“EXact” scandal spread like a fire in the woods around the Globe. Media channels repeated ir over the last couple of day continually, linking and dragging other agencies, media houses and partners into this mess and garbage of a scandalized world of economy to make billions of dollars through advertisement.
Maybe Carlyle and Ruskin (British thinkers) rightly foresee and declare an economic, “Dismal Science” while classical economist such as Adam Smith were trying at writing “Wealth of Nations”. “Work less and earn more” is a slogan of the modern corporate sector. Cheat your customers (or students) like chess player and glorify in the success even if you are not successful. WTO, GATT, NAFTA, IMF, World Bank, ASEAN etc. all networks, institutions and organizations formed by genius people get Nobel prizes through introducing new puzzling games of looting and pumping money from periphery to Metropolitan to Iceland’s to black markets or “economic black holes” (where outsider can’t see what’s happening).
“EXACT” is not just a scandal but a glimpse into making money through fraudulent exercise of online business including education systems. Nobody knows how many world scholars were awarded certificates from these distance learning so called universities serving the world and spreading corrupt values like the “Congo Virus.” No doubt, cheating in education is as old as grading systems. Basically grading system and pass-and-fail promoted cheating. Mr. Steven E. Landsburg wrote in his “Why Grade Inflation is Bad for schools”- and what to do about it “in 1998 that the results of polls of over 3000 high achieving sixteen to eighteen years olds (students with A or B averages, who planned to attend college after graduation) showed the following:
- 80 percent of the country’s best students cheated to get to the tops of their classes
- More than half of the students surveyed said that they did not think cheating was a big deal;
- 95percent of cheaters said they were not caught;
- 40percent cheated on a quiz or a test;
- 67 percent copied someone else’s homework.
Couple of years ago there was hue and cry about parliamentarians who won their seats on fake degrees from various universities. In response to the question about fake degrees, Ex-Chief Minster Mr, Raeesani, rightly summarized the story, “degree is degree: either fake or genuine”.

◆ **Task item**
In the commentary on the "EXACT" scandal, which two British thinkers are said to have called economics a "Dismal Science"?

◆ **Provided information**
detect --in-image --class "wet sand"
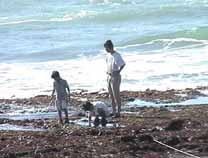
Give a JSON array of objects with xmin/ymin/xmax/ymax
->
[{"xmin": 0, "ymin": 87, "xmax": 208, "ymax": 158}]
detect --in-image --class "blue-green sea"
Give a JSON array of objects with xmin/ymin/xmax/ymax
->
[{"xmin": 0, "ymin": 0, "xmax": 208, "ymax": 98}]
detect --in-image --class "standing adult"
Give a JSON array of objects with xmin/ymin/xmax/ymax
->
[{"xmin": 104, "ymin": 40, "xmax": 125, "ymax": 117}]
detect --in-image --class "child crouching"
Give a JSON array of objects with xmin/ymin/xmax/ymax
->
[{"xmin": 83, "ymin": 101, "xmax": 109, "ymax": 127}]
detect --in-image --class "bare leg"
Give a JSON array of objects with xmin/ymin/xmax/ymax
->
[
  {"xmin": 112, "ymin": 76, "xmax": 121, "ymax": 115},
  {"xmin": 58, "ymin": 110, "xmax": 63, "ymax": 124},
  {"xmin": 108, "ymin": 79, "xmax": 116, "ymax": 114},
  {"xmin": 64, "ymin": 109, "xmax": 69, "ymax": 123}
]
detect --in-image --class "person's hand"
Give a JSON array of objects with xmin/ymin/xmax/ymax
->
[{"xmin": 112, "ymin": 71, "xmax": 120, "ymax": 76}]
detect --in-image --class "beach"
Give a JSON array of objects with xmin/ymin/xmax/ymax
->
[
  {"xmin": 0, "ymin": 0, "xmax": 208, "ymax": 158},
  {"xmin": 0, "ymin": 87, "xmax": 208, "ymax": 158}
]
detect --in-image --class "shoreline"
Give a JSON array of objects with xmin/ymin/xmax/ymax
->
[
  {"xmin": 0, "ymin": 86, "xmax": 208, "ymax": 106},
  {"xmin": 0, "ymin": 87, "xmax": 208, "ymax": 158}
]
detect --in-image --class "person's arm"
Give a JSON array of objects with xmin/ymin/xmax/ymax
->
[
  {"xmin": 51, "ymin": 83, "xmax": 55, "ymax": 100},
  {"xmin": 66, "ymin": 81, "xmax": 71, "ymax": 101},
  {"xmin": 119, "ymin": 64, "xmax": 126, "ymax": 73}
]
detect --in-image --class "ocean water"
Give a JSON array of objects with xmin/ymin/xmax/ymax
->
[{"xmin": 0, "ymin": 0, "xmax": 208, "ymax": 98}]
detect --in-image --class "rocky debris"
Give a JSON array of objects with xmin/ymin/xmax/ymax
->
[
  {"xmin": 0, "ymin": 89, "xmax": 208, "ymax": 158},
  {"xmin": 165, "ymin": 119, "xmax": 185, "ymax": 131}
]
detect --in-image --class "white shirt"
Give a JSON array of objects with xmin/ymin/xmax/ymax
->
[
  {"xmin": 106, "ymin": 52, "xmax": 125, "ymax": 74},
  {"xmin": 92, "ymin": 101, "xmax": 110, "ymax": 116}
]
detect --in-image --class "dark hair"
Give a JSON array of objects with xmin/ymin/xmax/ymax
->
[
  {"xmin": 82, "ymin": 101, "xmax": 93, "ymax": 111},
  {"xmin": 51, "ymin": 71, "xmax": 60, "ymax": 79},
  {"xmin": 104, "ymin": 40, "xmax": 113, "ymax": 49}
]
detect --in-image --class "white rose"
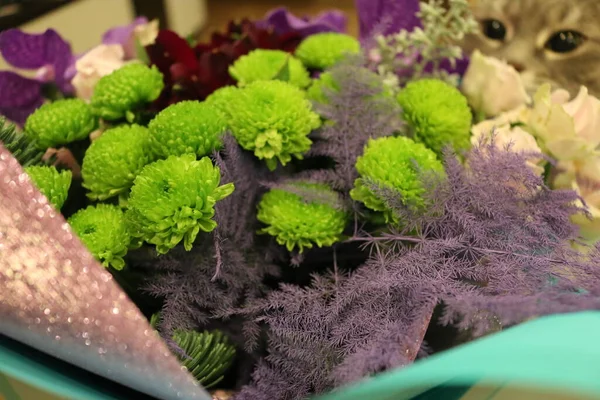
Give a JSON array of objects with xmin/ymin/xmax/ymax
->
[
  {"xmin": 71, "ymin": 44, "xmax": 125, "ymax": 101},
  {"xmin": 133, "ymin": 19, "xmax": 159, "ymax": 47},
  {"xmin": 471, "ymin": 114, "xmax": 545, "ymax": 175},
  {"xmin": 527, "ymin": 85, "xmax": 600, "ymax": 161},
  {"xmin": 461, "ymin": 50, "xmax": 531, "ymax": 117}
]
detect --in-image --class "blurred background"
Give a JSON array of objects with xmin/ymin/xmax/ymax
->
[{"xmin": 0, "ymin": 0, "xmax": 358, "ymax": 53}]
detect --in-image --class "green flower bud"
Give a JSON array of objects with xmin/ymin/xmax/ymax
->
[
  {"xmin": 295, "ymin": 32, "xmax": 360, "ymax": 69},
  {"xmin": 92, "ymin": 63, "xmax": 164, "ymax": 122},
  {"xmin": 173, "ymin": 330, "xmax": 236, "ymax": 389},
  {"xmin": 350, "ymin": 136, "xmax": 444, "ymax": 222},
  {"xmin": 127, "ymin": 154, "xmax": 234, "ymax": 254},
  {"xmin": 81, "ymin": 125, "xmax": 157, "ymax": 200},
  {"xmin": 204, "ymin": 86, "xmax": 239, "ymax": 115},
  {"xmin": 257, "ymin": 183, "xmax": 348, "ymax": 252},
  {"xmin": 24, "ymin": 165, "xmax": 73, "ymax": 210},
  {"xmin": 68, "ymin": 204, "xmax": 131, "ymax": 270},
  {"xmin": 25, "ymin": 99, "xmax": 97, "ymax": 148},
  {"xmin": 225, "ymin": 81, "xmax": 321, "ymax": 170},
  {"xmin": 148, "ymin": 101, "xmax": 227, "ymax": 157},
  {"xmin": 398, "ymin": 79, "xmax": 472, "ymax": 155},
  {"xmin": 306, "ymin": 72, "xmax": 340, "ymax": 104},
  {"xmin": 229, "ymin": 49, "xmax": 310, "ymax": 88}
]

◆ **Exercise output**
Carlyle and Ruskin